__Assignment__. Search the records that follow and extract every line containing the string "tall".

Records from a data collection
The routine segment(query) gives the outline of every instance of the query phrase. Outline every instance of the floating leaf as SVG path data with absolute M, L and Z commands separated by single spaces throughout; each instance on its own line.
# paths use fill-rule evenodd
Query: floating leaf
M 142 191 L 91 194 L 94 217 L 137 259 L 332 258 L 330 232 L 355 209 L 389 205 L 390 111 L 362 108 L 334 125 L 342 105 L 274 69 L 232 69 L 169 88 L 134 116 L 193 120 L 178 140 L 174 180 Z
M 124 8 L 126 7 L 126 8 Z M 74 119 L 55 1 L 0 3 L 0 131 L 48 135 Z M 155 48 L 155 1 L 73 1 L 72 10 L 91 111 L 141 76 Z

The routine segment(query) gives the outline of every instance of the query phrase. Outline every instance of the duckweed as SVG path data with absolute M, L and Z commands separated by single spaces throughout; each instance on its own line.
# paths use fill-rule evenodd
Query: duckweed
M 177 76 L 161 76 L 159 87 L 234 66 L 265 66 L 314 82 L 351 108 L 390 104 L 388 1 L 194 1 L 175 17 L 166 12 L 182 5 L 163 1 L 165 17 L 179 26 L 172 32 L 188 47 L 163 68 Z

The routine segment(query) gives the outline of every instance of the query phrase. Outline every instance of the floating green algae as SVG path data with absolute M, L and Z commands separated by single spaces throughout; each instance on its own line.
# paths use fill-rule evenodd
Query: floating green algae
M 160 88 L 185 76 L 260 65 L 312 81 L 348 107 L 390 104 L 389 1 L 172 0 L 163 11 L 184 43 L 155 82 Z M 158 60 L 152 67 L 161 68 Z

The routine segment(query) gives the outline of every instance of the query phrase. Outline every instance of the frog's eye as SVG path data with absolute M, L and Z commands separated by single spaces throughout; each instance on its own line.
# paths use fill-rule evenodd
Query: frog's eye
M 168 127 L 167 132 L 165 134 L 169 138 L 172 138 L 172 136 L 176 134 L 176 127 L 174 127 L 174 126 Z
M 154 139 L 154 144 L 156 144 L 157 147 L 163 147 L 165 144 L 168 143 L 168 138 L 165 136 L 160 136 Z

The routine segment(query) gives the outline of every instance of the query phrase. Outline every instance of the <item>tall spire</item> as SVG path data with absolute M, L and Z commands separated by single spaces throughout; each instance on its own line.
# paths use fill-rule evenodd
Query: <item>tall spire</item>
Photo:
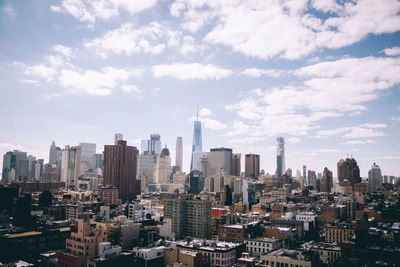
M 197 104 L 196 121 L 199 121 L 199 105 Z

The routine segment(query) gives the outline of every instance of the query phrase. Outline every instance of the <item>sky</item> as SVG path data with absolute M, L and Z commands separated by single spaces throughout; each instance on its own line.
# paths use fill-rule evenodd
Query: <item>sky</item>
M 188 171 L 198 105 L 205 151 L 400 176 L 397 0 L 0 0 L 0 51 L 1 155 L 159 133 Z

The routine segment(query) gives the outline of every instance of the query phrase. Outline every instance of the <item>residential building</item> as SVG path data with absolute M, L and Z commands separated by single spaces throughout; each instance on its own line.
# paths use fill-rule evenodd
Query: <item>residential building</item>
M 104 146 L 104 186 L 118 188 L 118 196 L 123 201 L 133 200 L 140 192 L 136 180 L 137 149 L 119 140 L 117 145 Z
M 100 225 L 92 228 L 89 214 L 78 221 L 77 232 L 65 242 L 65 251 L 58 254 L 59 266 L 86 266 L 89 257 L 98 255 L 99 244 L 107 240 L 107 231 Z
M 181 136 L 176 138 L 175 166 L 178 166 L 181 172 L 183 171 L 183 141 Z
M 278 177 L 278 183 L 282 184 L 282 175 L 285 173 L 285 139 L 278 137 L 276 139 L 277 152 L 276 152 L 276 176 Z
M 164 217 L 172 219 L 177 238 L 185 236 L 209 238 L 211 236 L 211 201 L 192 195 L 164 200 Z

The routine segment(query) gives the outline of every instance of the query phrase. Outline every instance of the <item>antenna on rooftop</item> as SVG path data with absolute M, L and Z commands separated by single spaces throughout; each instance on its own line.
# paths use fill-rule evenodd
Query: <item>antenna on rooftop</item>
M 196 115 L 196 121 L 199 121 L 199 105 L 197 104 L 197 115 Z

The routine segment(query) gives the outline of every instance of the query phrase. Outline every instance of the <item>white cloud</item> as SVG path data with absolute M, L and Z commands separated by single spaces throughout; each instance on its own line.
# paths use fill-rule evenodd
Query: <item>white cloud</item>
M 93 25 L 96 19 L 107 20 L 117 17 L 121 10 L 132 15 L 153 7 L 156 2 L 156 0 L 63 0 L 59 6 L 51 6 L 51 10 L 68 13 L 79 21 Z
M 61 86 L 73 93 L 109 95 L 112 89 L 119 86 L 121 82 L 126 82 L 129 77 L 137 75 L 137 71 L 114 67 L 105 67 L 101 71 L 63 69 L 58 80 Z M 129 88 L 132 89 L 132 87 Z
M 342 143 L 342 145 L 363 145 L 363 144 L 372 144 L 375 143 L 374 140 L 350 140 L 347 142 Z
M 226 109 L 246 120 L 247 132 L 232 134 L 275 136 L 306 135 L 318 128 L 319 121 L 345 115 L 361 114 L 366 103 L 375 100 L 384 90 L 400 84 L 399 58 L 342 58 L 320 62 L 290 71 L 300 81 L 290 86 L 253 89 L 238 103 Z M 361 125 L 340 130 L 345 138 L 384 136 L 382 124 Z M 235 125 L 234 127 L 235 128 Z M 324 132 L 322 132 L 324 133 Z M 329 132 L 326 132 L 329 133 Z M 330 136 L 319 134 L 319 137 Z
M 127 84 L 122 86 L 122 91 L 125 93 L 140 93 L 140 89 L 136 85 Z
M 387 56 L 398 56 L 400 55 L 400 46 L 385 48 L 381 52 L 385 53 Z
M 205 49 L 204 45 L 198 44 L 192 36 L 183 37 L 182 44 L 178 51 L 183 55 L 197 54 Z
M 175 77 L 179 80 L 219 80 L 232 75 L 232 71 L 216 67 L 212 64 L 201 63 L 174 63 L 153 66 L 154 77 Z
M 57 74 L 57 71 L 52 67 L 45 66 L 44 64 L 38 64 L 33 66 L 24 66 L 24 73 L 27 75 L 43 78 L 50 82 Z
M 21 81 L 22 83 L 29 84 L 29 85 L 39 85 L 39 82 L 36 80 L 24 79 Z
M 324 17 L 314 15 L 310 7 Z M 311 5 L 308 0 L 177 0 L 170 6 L 171 14 L 182 18 L 183 29 L 197 32 L 210 26 L 205 41 L 262 59 L 298 59 L 321 48 L 354 44 L 369 34 L 396 32 L 399 11 L 397 0 L 325 0 Z
M 160 88 L 153 88 L 153 90 L 151 90 L 151 94 L 153 95 L 153 96 L 159 96 L 160 95 L 160 91 L 161 91 L 161 89 Z
M 376 129 L 385 127 L 385 124 L 361 124 L 355 127 L 340 127 L 333 130 L 318 131 L 317 137 L 328 137 L 339 134 L 347 139 L 380 137 L 385 136 L 385 133 Z
M 297 144 L 297 143 L 299 143 L 300 141 L 301 141 L 301 139 L 298 138 L 298 137 L 290 137 L 290 138 L 288 139 L 288 142 L 291 143 L 291 144 Z
M 208 109 L 208 108 L 202 108 L 201 110 L 200 110 L 200 116 L 203 116 L 203 117 L 207 117 L 207 116 L 210 116 L 210 115 L 212 115 L 213 113 L 212 113 L 212 111 L 210 110 L 210 109 Z
M 254 78 L 259 78 L 262 75 L 277 78 L 281 76 L 282 73 L 283 73 L 282 70 L 250 68 L 250 69 L 245 69 L 240 74 Z
M 394 121 L 394 122 L 400 122 L 400 116 L 397 116 L 397 117 L 392 116 L 392 117 L 390 117 L 390 119 L 391 119 L 392 121 Z
M 53 50 L 55 52 L 58 52 L 58 53 L 62 54 L 66 59 L 69 59 L 72 56 L 72 49 L 70 47 L 67 47 L 67 46 L 56 45 L 56 46 L 53 47 Z
M 179 33 L 170 31 L 158 22 L 147 26 L 135 27 L 132 23 L 122 24 L 103 36 L 85 43 L 87 48 L 106 58 L 110 53 L 132 55 L 133 53 L 160 54 L 166 46 L 179 44 Z
M 193 116 L 188 119 L 188 121 L 190 121 L 190 122 L 193 122 L 195 120 L 197 120 L 197 118 L 193 117 Z M 223 124 L 222 122 L 220 122 L 218 120 L 211 119 L 211 118 L 208 118 L 205 116 L 199 117 L 199 121 L 201 121 L 202 125 L 205 128 L 214 130 L 214 131 L 223 130 L 223 129 L 226 129 L 226 127 L 227 127 L 226 124 Z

__Output below__.
The routine segment(query) gives the outline of every instance of the query phrase. Outline every instance of the <item>tall spire</item> as SVG path data with absolute M, L and Z commands separated by single spaces throughout; each instance on its own line.
Query: <item>tall spire</item>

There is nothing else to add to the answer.